Stated goal 1 — In the entries below, copy out the lines from the line containing "Where can you see the stone" up to and including the final line of the entries, reproducing them verbatim.

Text shown —

-.-.-

The thermal energy of the oceans is largely a result of the sun, which heats waters to varying degrees depending on how far it may penetrate its surface and the intensity of sunlight. Areas with the greatest thermal differential – typically in the tropics – represent the most suitable regions for thermal energy conversion. The differential is harnessed using special fluids, which vaporise at higher temperatures to produce high pressure steam that can be used to drive a turbine and generate electricity.

Illustrations of four forms of marine energy systems harnessing kinetic energy of the oceans. Image rights: Nature.

Illustrations of four forms of marine energy systems harnessing kinetic energy of waves and tides. Image rights: Nature.

A Picture of Emerging Marine Energy Industry

According to IHS Emerging Energy Research (IHS), worldwide there are ocean projects in development across 16 countries, producing a combined total of 1.8GW. Relative to the estimated energy potential of marine environments, this is a very small figure.

At face value it’s difficult to imagine how one might calculate the energy potential of the marine energy. Nevertheless, although estimates vary (massively) by every indication the amount of energy which could be harnessed using foreseeable technologies vastly exceeds current human energy demands. Marine energy around the United States alone could eventually supply 10% of US energy, with 50,000 MW off of the Northwest coast – an amount equal to the output of 50 nuclear plants (Hebling’s Research). Meanwhile it is widely agreed that global tidal stream energy capacity could exceed 120GW (Marine Current Turbines).

-.-.-

Material provided —
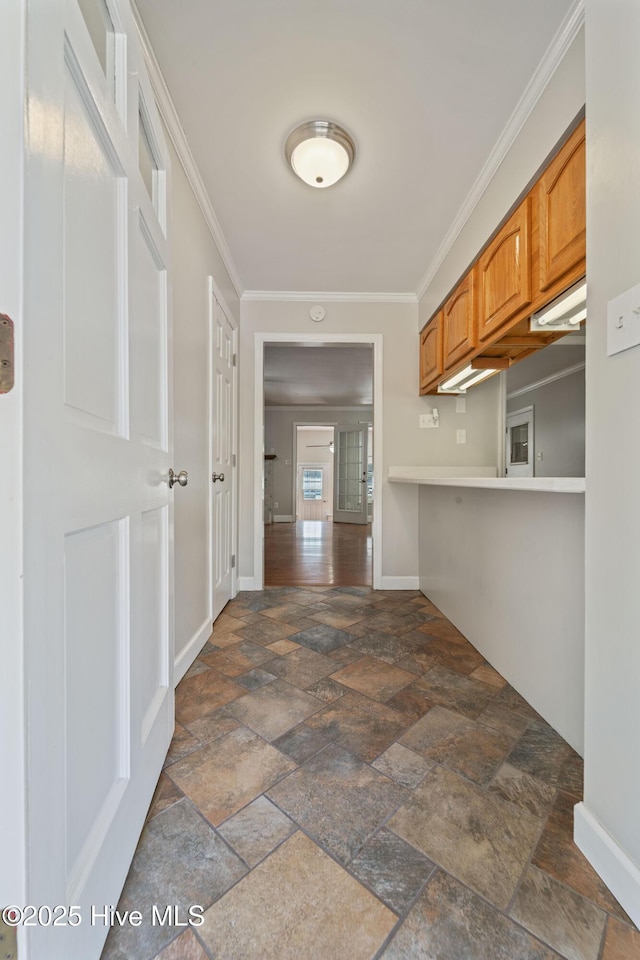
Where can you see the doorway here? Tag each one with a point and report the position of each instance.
(312, 388)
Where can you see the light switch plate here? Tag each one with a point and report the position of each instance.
(426, 420)
(623, 321)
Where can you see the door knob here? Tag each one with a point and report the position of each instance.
(181, 478)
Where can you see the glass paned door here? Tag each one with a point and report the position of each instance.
(311, 484)
(350, 474)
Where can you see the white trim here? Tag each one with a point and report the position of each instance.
(248, 583)
(178, 137)
(217, 292)
(400, 583)
(328, 296)
(557, 49)
(260, 339)
(315, 407)
(186, 656)
(608, 859)
(559, 375)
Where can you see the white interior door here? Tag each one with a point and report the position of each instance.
(97, 451)
(519, 448)
(350, 474)
(222, 455)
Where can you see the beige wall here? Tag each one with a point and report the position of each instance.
(560, 103)
(194, 258)
(505, 566)
(607, 824)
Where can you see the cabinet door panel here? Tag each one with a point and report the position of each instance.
(562, 212)
(504, 274)
(458, 323)
(431, 352)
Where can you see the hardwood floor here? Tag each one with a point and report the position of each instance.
(317, 553)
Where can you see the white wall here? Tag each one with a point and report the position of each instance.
(607, 824)
(402, 441)
(505, 566)
(194, 258)
(559, 425)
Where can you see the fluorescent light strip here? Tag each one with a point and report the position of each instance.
(470, 375)
(482, 375)
(456, 378)
(560, 310)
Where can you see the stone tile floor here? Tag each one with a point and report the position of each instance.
(350, 779)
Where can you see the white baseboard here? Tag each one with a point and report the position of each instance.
(609, 860)
(248, 583)
(186, 656)
(399, 583)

-.-.-

Stated goal 2 — According to the passage on marine energy, across how many countries are ocean projects in development worldwide?

Task output 1 —
Where can you see the stone tile floor here? Tag each one with a point and report the position of each instance.
(350, 779)
Where can you see the white baseboard here? Tag each one with a point and report the position of each instance.
(609, 860)
(248, 583)
(186, 656)
(399, 583)

Task output 2 — 16 countries.